§ Goal: Update the entries from the line containing "As a warehouse robot's perception module, locate man's arm" through the end of the entries by replacing "grasp" with "pick". Leave everything else unchanged.

++++++++++

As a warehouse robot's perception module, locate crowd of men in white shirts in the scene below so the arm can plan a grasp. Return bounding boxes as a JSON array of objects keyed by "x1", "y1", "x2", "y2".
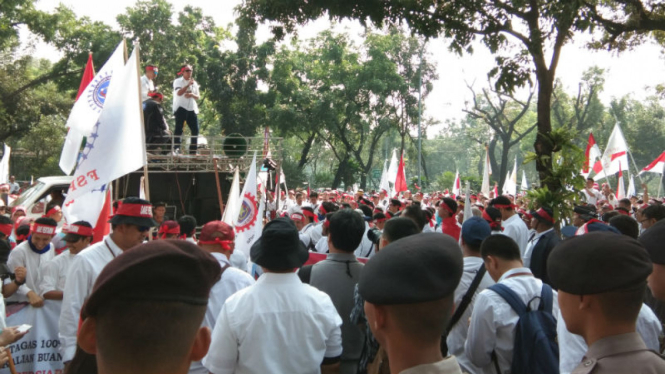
[{"x1": 0, "y1": 176, "x2": 665, "y2": 374}]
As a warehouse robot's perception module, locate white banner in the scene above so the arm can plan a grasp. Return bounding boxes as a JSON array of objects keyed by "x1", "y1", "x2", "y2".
[{"x1": 0, "y1": 300, "x2": 64, "y2": 374}]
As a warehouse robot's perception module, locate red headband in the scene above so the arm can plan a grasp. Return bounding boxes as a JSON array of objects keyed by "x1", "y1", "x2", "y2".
[
  {"x1": 148, "y1": 92, "x2": 164, "y2": 100},
  {"x1": 178, "y1": 65, "x2": 192, "y2": 75},
  {"x1": 291, "y1": 213, "x2": 305, "y2": 221},
  {"x1": 115, "y1": 204, "x2": 152, "y2": 218},
  {"x1": 494, "y1": 204, "x2": 517, "y2": 209},
  {"x1": 439, "y1": 201, "x2": 455, "y2": 214},
  {"x1": 199, "y1": 238, "x2": 233, "y2": 251},
  {"x1": 536, "y1": 208, "x2": 554, "y2": 223},
  {"x1": 63, "y1": 224, "x2": 93, "y2": 236},
  {"x1": 30, "y1": 223, "x2": 55, "y2": 236},
  {"x1": 0, "y1": 223, "x2": 14, "y2": 236},
  {"x1": 42, "y1": 205, "x2": 62, "y2": 218},
  {"x1": 302, "y1": 209, "x2": 319, "y2": 222}
]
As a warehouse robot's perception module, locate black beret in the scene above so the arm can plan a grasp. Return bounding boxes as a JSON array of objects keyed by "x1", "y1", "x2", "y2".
[
  {"x1": 83, "y1": 240, "x2": 221, "y2": 317},
  {"x1": 358, "y1": 233, "x2": 462, "y2": 305},
  {"x1": 638, "y1": 219, "x2": 665, "y2": 265},
  {"x1": 547, "y1": 232, "x2": 651, "y2": 295}
]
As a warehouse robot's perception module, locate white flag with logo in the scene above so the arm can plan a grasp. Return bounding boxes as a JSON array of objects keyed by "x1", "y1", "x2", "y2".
[
  {"x1": 67, "y1": 39, "x2": 125, "y2": 135},
  {"x1": 235, "y1": 152, "x2": 263, "y2": 258},
  {"x1": 594, "y1": 123, "x2": 628, "y2": 180},
  {"x1": 65, "y1": 47, "x2": 147, "y2": 203}
]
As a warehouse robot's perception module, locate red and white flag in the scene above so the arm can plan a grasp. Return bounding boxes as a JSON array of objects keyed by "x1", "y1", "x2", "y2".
[
  {"x1": 593, "y1": 123, "x2": 628, "y2": 180},
  {"x1": 395, "y1": 154, "x2": 409, "y2": 194},
  {"x1": 65, "y1": 43, "x2": 147, "y2": 203},
  {"x1": 59, "y1": 52, "x2": 95, "y2": 174},
  {"x1": 235, "y1": 152, "x2": 263, "y2": 258},
  {"x1": 640, "y1": 152, "x2": 665, "y2": 174},
  {"x1": 616, "y1": 165, "x2": 626, "y2": 200},
  {"x1": 582, "y1": 133, "x2": 601, "y2": 177},
  {"x1": 453, "y1": 170, "x2": 462, "y2": 199}
]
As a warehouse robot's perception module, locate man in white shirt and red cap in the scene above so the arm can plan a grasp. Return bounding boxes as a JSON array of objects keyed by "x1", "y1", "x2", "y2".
[
  {"x1": 40, "y1": 221, "x2": 93, "y2": 300},
  {"x1": 59, "y1": 197, "x2": 157, "y2": 366},
  {"x1": 189, "y1": 221, "x2": 254, "y2": 374},
  {"x1": 3, "y1": 217, "x2": 57, "y2": 308}
]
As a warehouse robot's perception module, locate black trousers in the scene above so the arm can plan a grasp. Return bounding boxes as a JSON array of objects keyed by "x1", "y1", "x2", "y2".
[{"x1": 173, "y1": 107, "x2": 199, "y2": 154}]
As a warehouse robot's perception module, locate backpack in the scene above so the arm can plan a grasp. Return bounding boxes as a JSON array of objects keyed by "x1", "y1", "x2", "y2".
[{"x1": 489, "y1": 283, "x2": 559, "y2": 374}]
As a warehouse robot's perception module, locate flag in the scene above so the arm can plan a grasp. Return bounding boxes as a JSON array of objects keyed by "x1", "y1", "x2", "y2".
[
  {"x1": 616, "y1": 163, "x2": 626, "y2": 200},
  {"x1": 67, "y1": 39, "x2": 125, "y2": 135},
  {"x1": 582, "y1": 133, "x2": 601, "y2": 177},
  {"x1": 65, "y1": 43, "x2": 147, "y2": 203},
  {"x1": 235, "y1": 152, "x2": 263, "y2": 258},
  {"x1": 379, "y1": 161, "x2": 392, "y2": 196},
  {"x1": 640, "y1": 152, "x2": 665, "y2": 174},
  {"x1": 59, "y1": 52, "x2": 96, "y2": 175},
  {"x1": 0, "y1": 143, "x2": 12, "y2": 183},
  {"x1": 480, "y1": 148, "x2": 492, "y2": 197},
  {"x1": 626, "y1": 174, "x2": 637, "y2": 198},
  {"x1": 453, "y1": 170, "x2": 462, "y2": 196},
  {"x1": 520, "y1": 170, "x2": 529, "y2": 192},
  {"x1": 388, "y1": 149, "x2": 399, "y2": 184},
  {"x1": 222, "y1": 167, "x2": 240, "y2": 225},
  {"x1": 395, "y1": 154, "x2": 409, "y2": 194},
  {"x1": 594, "y1": 123, "x2": 628, "y2": 179}
]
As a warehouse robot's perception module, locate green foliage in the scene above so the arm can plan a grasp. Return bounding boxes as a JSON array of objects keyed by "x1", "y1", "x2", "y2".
[{"x1": 524, "y1": 129, "x2": 584, "y2": 222}]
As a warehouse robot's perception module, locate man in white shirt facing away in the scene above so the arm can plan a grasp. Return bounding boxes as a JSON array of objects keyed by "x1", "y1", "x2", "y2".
[{"x1": 203, "y1": 218, "x2": 342, "y2": 374}]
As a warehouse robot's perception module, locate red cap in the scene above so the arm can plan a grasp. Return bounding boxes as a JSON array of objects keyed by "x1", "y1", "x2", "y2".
[{"x1": 199, "y1": 221, "x2": 236, "y2": 244}]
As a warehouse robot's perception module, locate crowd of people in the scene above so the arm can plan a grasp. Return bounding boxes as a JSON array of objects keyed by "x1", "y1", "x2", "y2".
[{"x1": 0, "y1": 170, "x2": 665, "y2": 374}]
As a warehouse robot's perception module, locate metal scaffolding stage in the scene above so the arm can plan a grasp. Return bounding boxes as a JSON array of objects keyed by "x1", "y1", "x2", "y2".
[{"x1": 148, "y1": 136, "x2": 283, "y2": 173}]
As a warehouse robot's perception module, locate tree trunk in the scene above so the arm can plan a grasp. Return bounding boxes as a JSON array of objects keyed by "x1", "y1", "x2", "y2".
[
  {"x1": 298, "y1": 132, "x2": 316, "y2": 170},
  {"x1": 533, "y1": 69, "x2": 561, "y2": 191}
]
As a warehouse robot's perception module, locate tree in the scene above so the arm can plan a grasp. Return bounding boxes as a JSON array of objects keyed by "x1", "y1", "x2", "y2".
[
  {"x1": 464, "y1": 85, "x2": 536, "y2": 191},
  {"x1": 552, "y1": 66, "x2": 605, "y2": 137},
  {"x1": 243, "y1": 0, "x2": 591, "y2": 191}
]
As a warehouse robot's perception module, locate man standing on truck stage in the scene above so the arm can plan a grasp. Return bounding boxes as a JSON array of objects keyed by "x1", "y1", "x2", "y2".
[{"x1": 173, "y1": 65, "x2": 199, "y2": 154}]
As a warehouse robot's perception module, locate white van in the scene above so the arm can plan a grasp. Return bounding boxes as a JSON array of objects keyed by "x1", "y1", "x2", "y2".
[{"x1": 9, "y1": 176, "x2": 73, "y2": 218}]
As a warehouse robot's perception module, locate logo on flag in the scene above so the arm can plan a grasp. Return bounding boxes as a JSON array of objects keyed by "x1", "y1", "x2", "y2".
[
  {"x1": 88, "y1": 71, "x2": 111, "y2": 113},
  {"x1": 236, "y1": 192, "x2": 258, "y2": 232}
]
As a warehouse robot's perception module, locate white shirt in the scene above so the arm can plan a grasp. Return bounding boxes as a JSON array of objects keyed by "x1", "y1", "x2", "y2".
[
  {"x1": 203, "y1": 273, "x2": 342, "y2": 374},
  {"x1": 446, "y1": 257, "x2": 494, "y2": 374},
  {"x1": 7, "y1": 240, "x2": 55, "y2": 302},
  {"x1": 501, "y1": 214, "x2": 529, "y2": 258},
  {"x1": 556, "y1": 304, "x2": 663, "y2": 374},
  {"x1": 58, "y1": 236, "x2": 122, "y2": 362},
  {"x1": 314, "y1": 236, "x2": 329, "y2": 253},
  {"x1": 582, "y1": 188, "x2": 603, "y2": 206},
  {"x1": 522, "y1": 228, "x2": 554, "y2": 268},
  {"x1": 189, "y1": 252, "x2": 254, "y2": 374},
  {"x1": 464, "y1": 268, "x2": 559, "y2": 374},
  {"x1": 39, "y1": 249, "x2": 76, "y2": 297},
  {"x1": 141, "y1": 74, "x2": 155, "y2": 102},
  {"x1": 173, "y1": 77, "x2": 199, "y2": 114},
  {"x1": 353, "y1": 222, "x2": 376, "y2": 258}
]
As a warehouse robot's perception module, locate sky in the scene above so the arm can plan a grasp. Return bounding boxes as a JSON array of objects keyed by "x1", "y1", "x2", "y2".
[{"x1": 35, "y1": 0, "x2": 665, "y2": 137}]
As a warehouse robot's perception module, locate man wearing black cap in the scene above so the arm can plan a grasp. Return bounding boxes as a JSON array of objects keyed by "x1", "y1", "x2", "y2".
[
  {"x1": 189, "y1": 221, "x2": 254, "y2": 374},
  {"x1": 304, "y1": 209, "x2": 365, "y2": 374},
  {"x1": 446, "y1": 217, "x2": 494, "y2": 373},
  {"x1": 203, "y1": 218, "x2": 342, "y2": 374},
  {"x1": 547, "y1": 232, "x2": 665, "y2": 374},
  {"x1": 40, "y1": 221, "x2": 93, "y2": 300},
  {"x1": 524, "y1": 207, "x2": 561, "y2": 284},
  {"x1": 358, "y1": 233, "x2": 462, "y2": 374},
  {"x1": 464, "y1": 234, "x2": 559, "y2": 373},
  {"x1": 79, "y1": 240, "x2": 221, "y2": 374},
  {"x1": 59, "y1": 197, "x2": 157, "y2": 363}
]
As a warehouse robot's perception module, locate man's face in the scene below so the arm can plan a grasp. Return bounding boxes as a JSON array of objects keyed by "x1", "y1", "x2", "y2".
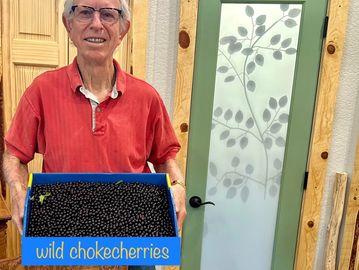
[{"x1": 65, "y1": 0, "x2": 128, "y2": 63}]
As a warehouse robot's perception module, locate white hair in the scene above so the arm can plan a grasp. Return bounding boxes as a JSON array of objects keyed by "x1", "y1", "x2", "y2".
[{"x1": 62, "y1": 0, "x2": 131, "y2": 25}]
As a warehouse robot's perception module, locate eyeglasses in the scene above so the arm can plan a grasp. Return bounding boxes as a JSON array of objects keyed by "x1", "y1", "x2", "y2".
[{"x1": 71, "y1": 5, "x2": 122, "y2": 24}]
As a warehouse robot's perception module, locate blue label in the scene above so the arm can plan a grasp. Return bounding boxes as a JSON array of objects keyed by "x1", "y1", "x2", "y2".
[{"x1": 22, "y1": 237, "x2": 180, "y2": 265}]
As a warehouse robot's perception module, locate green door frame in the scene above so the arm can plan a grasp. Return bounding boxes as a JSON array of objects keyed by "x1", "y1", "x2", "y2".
[{"x1": 182, "y1": 0, "x2": 327, "y2": 270}]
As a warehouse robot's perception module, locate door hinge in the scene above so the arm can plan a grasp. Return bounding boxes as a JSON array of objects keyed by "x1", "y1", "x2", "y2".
[
  {"x1": 323, "y1": 16, "x2": 329, "y2": 38},
  {"x1": 303, "y1": 172, "x2": 309, "y2": 190}
]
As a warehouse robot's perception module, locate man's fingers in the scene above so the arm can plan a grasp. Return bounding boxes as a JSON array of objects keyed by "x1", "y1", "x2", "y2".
[{"x1": 13, "y1": 217, "x2": 23, "y2": 235}]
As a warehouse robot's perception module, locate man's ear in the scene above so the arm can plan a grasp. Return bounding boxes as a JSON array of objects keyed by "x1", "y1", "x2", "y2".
[
  {"x1": 62, "y1": 15, "x2": 71, "y2": 33},
  {"x1": 120, "y1": 21, "x2": 131, "y2": 40}
]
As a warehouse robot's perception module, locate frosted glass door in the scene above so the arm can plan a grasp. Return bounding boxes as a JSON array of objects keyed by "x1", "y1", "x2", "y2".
[
  {"x1": 181, "y1": 0, "x2": 327, "y2": 270},
  {"x1": 201, "y1": 4, "x2": 302, "y2": 270}
]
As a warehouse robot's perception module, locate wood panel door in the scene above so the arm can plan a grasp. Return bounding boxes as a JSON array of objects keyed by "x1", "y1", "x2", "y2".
[{"x1": 2, "y1": 0, "x2": 68, "y2": 257}]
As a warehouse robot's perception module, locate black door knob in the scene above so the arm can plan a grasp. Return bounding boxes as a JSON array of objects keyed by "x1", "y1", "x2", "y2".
[{"x1": 189, "y1": 196, "x2": 215, "y2": 208}]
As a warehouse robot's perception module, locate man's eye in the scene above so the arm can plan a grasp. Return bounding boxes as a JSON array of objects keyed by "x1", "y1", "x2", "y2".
[
  {"x1": 101, "y1": 10, "x2": 115, "y2": 19},
  {"x1": 79, "y1": 10, "x2": 93, "y2": 17}
]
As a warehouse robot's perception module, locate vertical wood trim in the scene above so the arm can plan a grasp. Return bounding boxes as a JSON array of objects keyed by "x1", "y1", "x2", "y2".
[
  {"x1": 129, "y1": 0, "x2": 149, "y2": 80},
  {"x1": 339, "y1": 138, "x2": 359, "y2": 269},
  {"x1": 325, "y1": 173, "x2": 348, "y2": 270},
  {"x1": 295, "y1": 0, "x2": 349, "y2": 270},
  {"x1": 173, "y1": 0, "x2": 198, "y2": 175},
  {"x1": 169, "y1": 0, "x2": 198, "y2": 270}
]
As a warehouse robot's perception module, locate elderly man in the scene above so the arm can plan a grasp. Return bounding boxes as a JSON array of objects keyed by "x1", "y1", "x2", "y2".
[{"x1": 3, "y1": 0, "x2": 186, "y2": 268}]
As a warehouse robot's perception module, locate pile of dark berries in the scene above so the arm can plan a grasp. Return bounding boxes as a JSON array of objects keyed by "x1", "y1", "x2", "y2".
[{"x1": 27, "y1": 181, "x2": 175, "y2": 237}]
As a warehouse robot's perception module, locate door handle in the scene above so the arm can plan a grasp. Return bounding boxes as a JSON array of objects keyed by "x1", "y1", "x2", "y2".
[{"x1": 189, "y1": 196, "x2": 215, "y2": 208}]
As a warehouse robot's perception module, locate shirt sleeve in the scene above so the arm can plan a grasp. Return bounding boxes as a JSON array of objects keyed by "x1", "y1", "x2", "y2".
[
  {"x1": 148, "y1": 95, "x2": 181, "y2": 165},
  {"x1": 5, "y1": 94, "x2": 40, "y2": 164}
]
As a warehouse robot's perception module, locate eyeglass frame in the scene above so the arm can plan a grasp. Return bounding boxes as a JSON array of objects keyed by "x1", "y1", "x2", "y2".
[{"x1": 71, "y1": 5, "x2": 123, "y2": 23}]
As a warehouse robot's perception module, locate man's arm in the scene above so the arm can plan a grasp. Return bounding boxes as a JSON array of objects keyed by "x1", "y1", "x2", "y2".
[
  {"x1": 154, "y1": 159, "x2": 187, "y2": 230},
  {"x1": 3, "y1": 151, "x2": 29, "y2": 235}
]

++++++++++

§ Complete answer:
As a warehouse robot's perception module, locate man's arm in the scene above so the arm can plan a pick. Return bounding boxes as a JSON array of objects keyed by "x1", "y1", "x2", "y2".
[
  {"x1": 154, "y1": 159, "x2": 187, "y2": 230},
  {"x1": 3, "y1": 151, "x2": 29, "y2": 235}
]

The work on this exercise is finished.